### [TRECHO DO DOCUMENTO]
Casa de Areia e Névoa


O nome alude ao que é frágil , a efemeridade dos castelos de areia, a névoa que turva a visão e, na verdade, a força dessa estória e desses personagens, em essência, esta na própria vulnerabilidade imantada por essa metáfora, mostrando o quão frágil é a vida, nossas convicções, conceitos, pré_conceitos que podem se desmoronar num simples piscar de olhos quando as ondas arrebentam mais fortes.
O filme, longa-metragem de estréia do russo (radicado nos Estados Unidos) Vadim Perelman  é uma adaptação de um best seller de Anfre Dubus e não é de se admirar que, acima de tudo, o roteiro e a bela narrativa são um atrativo fascinante para qualquer escritor. Se a estória é fruto de uma obra literária, a linguagem cinematográfica a traduziu com um fôlego perfeito. 


Kathy Nicolo (Jennifer Connelly) por sinal, lindíssima no filme, é uma jovem recém divorciada e solitária que se vê expulsa de sua própria casa devido a uma série de erros administrativos. A casa em questão, herdada pelo pai, funciona como um ícone de reconstrução de sua vida, seu único bem, como um resgate de si mesma e de seus valores. Ela então, é notificada que a casa será leiloada e antes que possa esclarecer o equívoco o imóvel é comprado por um imigrante iraniano (Ben Kingsley) o ex- coronel Massoud Amir Behrani que instala-se com sua mulher e seu filho nos EUA em busca do velho sonho americano. Inconformada, Kathy irá se confrontar com Behrani tentando reaver sua casa, mas o velho militar se recusa categoricamente, alegando que tudo que fez, foi por vias legais. Kathy, passando por sérios problemas econômicos, desestruturada psicologicamente, começará um mergulho sombrio e perigoso no álcool e na depressão, evocando, mais uma vez, a bruma muito perto de um abismo. O policial Lester (Ron Eldard), tenta ajuda-la e acaba por se envolver com a jovem e sua trágica estória.

### [PEDIDO A]
Reescreva de forma mais concisa o parágrafo do texto sobre Casa de Areia e Névoa que começa com "Kathy Nicolo (Jennifer Connelly)", mantendo seus fatos principais.

### [CONJUNTO DE REGISTROS]
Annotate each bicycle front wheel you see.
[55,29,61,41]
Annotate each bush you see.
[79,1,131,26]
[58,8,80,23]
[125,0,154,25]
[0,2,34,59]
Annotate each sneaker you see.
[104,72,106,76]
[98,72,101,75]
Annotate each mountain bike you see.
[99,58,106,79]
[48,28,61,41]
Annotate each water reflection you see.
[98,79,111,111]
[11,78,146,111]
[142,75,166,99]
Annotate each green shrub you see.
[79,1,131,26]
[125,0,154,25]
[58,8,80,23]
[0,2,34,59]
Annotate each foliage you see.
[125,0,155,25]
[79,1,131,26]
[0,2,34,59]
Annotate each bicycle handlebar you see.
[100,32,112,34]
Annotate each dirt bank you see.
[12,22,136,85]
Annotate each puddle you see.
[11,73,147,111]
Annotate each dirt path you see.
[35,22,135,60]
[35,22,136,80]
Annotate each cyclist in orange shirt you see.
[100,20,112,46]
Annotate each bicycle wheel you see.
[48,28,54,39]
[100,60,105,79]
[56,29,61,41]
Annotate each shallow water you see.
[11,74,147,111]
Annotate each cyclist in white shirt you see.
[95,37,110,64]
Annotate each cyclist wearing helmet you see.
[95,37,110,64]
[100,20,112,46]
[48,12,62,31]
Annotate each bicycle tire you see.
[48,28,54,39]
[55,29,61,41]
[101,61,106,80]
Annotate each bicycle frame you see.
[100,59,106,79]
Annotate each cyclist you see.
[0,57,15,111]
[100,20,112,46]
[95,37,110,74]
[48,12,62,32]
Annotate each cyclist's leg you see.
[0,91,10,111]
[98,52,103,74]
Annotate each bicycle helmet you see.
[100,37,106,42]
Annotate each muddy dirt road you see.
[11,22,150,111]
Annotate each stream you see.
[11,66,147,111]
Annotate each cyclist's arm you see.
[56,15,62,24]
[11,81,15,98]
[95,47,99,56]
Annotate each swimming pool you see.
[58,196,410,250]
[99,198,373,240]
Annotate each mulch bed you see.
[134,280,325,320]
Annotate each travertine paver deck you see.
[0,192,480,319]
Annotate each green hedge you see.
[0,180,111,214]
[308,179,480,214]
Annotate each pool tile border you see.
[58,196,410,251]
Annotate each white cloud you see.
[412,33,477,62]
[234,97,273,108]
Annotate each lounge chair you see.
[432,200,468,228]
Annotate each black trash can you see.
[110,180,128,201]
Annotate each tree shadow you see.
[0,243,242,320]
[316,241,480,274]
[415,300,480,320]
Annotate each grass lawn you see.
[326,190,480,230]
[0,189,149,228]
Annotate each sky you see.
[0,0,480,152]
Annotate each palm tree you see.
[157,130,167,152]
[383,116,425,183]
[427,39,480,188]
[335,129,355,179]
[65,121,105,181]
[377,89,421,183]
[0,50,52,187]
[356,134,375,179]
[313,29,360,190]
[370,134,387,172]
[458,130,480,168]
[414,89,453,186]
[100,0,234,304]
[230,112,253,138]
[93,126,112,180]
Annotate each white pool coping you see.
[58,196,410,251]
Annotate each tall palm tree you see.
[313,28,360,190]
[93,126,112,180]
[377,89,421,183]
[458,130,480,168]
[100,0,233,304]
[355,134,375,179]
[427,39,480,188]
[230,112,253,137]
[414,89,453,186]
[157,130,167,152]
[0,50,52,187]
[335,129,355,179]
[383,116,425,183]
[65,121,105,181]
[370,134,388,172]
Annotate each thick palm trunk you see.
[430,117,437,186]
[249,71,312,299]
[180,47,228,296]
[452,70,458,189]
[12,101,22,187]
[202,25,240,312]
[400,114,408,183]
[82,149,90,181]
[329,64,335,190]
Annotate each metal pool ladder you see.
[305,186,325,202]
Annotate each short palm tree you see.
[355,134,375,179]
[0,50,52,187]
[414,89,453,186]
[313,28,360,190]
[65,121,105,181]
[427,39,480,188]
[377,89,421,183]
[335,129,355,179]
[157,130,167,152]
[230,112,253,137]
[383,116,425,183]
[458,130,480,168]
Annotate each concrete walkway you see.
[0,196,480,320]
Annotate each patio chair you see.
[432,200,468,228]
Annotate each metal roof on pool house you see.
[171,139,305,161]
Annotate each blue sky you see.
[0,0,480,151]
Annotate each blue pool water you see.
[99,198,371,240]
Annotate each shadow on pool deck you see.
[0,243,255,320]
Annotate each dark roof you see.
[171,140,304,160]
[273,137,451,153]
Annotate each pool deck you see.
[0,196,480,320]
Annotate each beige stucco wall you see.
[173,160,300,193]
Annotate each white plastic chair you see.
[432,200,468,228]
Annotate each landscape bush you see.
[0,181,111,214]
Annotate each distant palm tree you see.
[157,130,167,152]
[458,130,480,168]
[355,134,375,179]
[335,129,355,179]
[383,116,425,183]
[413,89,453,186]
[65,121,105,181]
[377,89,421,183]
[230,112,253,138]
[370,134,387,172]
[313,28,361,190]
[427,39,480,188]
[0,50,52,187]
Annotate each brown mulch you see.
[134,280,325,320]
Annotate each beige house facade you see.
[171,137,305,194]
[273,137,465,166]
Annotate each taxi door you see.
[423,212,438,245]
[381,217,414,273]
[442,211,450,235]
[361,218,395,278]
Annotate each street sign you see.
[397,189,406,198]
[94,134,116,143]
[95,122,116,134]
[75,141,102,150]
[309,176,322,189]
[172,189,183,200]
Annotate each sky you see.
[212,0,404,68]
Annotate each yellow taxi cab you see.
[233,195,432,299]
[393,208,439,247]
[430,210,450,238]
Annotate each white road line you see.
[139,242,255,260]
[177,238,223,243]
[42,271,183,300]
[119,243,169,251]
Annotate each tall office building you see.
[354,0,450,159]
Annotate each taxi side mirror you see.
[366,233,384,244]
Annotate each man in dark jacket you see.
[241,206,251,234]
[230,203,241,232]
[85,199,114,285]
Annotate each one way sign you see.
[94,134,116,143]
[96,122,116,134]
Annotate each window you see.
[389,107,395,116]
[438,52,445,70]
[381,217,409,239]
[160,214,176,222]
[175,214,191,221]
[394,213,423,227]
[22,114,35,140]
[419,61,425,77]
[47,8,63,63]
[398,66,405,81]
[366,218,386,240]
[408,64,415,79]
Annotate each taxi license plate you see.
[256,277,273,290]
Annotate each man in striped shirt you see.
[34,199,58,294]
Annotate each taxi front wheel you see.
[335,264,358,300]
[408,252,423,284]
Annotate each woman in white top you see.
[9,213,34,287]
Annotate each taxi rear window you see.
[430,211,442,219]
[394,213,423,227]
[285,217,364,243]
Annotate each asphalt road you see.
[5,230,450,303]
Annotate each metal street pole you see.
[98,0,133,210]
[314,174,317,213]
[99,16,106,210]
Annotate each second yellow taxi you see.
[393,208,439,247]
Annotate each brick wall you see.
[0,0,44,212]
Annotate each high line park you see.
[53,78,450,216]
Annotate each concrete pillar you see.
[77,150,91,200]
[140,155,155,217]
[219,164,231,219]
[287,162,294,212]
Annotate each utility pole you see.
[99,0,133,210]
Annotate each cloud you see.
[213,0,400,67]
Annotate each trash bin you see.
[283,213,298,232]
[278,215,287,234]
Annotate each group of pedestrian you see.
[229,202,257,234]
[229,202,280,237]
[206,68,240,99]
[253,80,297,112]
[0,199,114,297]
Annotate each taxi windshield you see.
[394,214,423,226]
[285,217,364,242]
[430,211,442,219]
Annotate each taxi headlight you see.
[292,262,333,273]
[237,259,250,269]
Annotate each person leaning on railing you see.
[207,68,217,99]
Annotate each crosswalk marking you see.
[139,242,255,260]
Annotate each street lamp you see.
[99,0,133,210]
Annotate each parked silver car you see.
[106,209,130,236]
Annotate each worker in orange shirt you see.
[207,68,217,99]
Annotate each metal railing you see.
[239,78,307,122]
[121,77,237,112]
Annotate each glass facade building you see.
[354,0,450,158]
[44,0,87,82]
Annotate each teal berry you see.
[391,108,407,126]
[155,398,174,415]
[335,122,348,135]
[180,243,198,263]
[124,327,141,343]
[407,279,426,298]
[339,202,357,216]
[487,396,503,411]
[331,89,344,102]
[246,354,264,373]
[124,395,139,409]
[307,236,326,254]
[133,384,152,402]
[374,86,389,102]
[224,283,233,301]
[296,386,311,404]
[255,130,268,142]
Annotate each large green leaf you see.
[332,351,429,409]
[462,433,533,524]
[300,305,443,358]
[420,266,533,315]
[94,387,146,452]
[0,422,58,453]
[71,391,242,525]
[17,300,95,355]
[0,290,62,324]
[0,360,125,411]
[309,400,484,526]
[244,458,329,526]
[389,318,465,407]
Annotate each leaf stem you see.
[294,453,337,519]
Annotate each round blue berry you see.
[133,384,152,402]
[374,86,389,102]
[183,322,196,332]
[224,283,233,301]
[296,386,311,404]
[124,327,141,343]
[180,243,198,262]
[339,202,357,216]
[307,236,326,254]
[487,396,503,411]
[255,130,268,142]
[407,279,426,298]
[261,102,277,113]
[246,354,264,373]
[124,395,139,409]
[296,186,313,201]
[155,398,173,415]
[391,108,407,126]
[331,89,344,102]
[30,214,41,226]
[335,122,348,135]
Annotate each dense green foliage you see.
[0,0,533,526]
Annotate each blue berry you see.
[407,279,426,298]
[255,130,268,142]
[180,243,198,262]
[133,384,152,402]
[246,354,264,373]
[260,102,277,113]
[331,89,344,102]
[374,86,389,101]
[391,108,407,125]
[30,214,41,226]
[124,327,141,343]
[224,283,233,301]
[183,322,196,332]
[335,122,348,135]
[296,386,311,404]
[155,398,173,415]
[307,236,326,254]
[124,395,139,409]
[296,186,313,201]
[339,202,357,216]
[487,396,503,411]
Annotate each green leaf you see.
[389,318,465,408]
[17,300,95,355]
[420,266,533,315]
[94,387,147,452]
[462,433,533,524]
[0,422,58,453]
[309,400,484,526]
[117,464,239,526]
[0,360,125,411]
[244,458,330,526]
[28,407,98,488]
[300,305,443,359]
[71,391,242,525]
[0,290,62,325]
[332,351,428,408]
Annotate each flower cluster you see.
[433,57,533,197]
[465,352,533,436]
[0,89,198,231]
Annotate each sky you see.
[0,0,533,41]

### [PEDIDO B]
Disponha em lista numerada as linhas dos registros situadas entre a que contém "Annotate each large green leaf you see." e a que contém "[0,0,533,526]", inclusive, deixando de fora as linhas em branco.

### [RESOLUÇÃO DA TAREFA A]
Kathy Nicolo (Jennifer Connelly), jovem recém-divorciada e solitária, é expulsa de sua casa por uma série de erros administrativos. A casa é seu único bem e simboliza a reconstrução de sua vida. Antes que ela esclareça o equívoco, o imóvel é leiloado e comprado pelo ex-coronel iraniano Massoud Amir Behrani (Ben Kingsley), que se instalou nos EUA com a mulher e o filho em busca do sonho americano. Behrani se recusa a devolver a casa e alega ter agido por vias legais. Com sérios problemas econômicos e abalada psicologicamente, Kathy mergulha no álcool e na depressão. O policial Lester (Ron Eldard) tenta ajudá-la e acaba se envolvendo com ela e com sua trágica história.

### [RESOLUÇÃO DA TAREFA B]
1. Annotate each large green leaf you see.
2. [332,351,429,409]
3. [462,433,533,524]
4. [300,305,443,358]
5. [420,266,533,315]
6. [94,387,146,452]
7. [0,422,58,453]
8. [71,391,242,525]
9. [17,300,95,355]
10. [0,290,62,324]
11. [0,360,125,411]
12. [309,400,484,526]
13. [244,458,329,526]
14. [389,318,465,407]
15. Annotate each leaf stem you see.
16. [294,453,337,519]
17. Annotate each round blue berry you see.
18. [133,384,152,402]
19. [374,86,389,102]
20. [183,322,196,332]
21. [224,283,233,301]
22. [296,386,311,404]
23. [124,327,141,343]
24. [180,243,198,262]
25. [339,202,357,216]
26. [307,236,326,254]
27. [487,396,503,411]
28. [255,130,268,142]
29. [407,279,426,298]
30. [261,102,277,113]
31. [246,354,264,373]
32. [124,395,139,409]
33. [296,186,313,201]
34. [155,398,173,415]
35. [391,108,407,126]
36. [331,89,344,102]
37. [30,214,41,226]
38. [335,122,348,135]
39. Annotate each dense green foliage you see.
40. [0,0,533,526]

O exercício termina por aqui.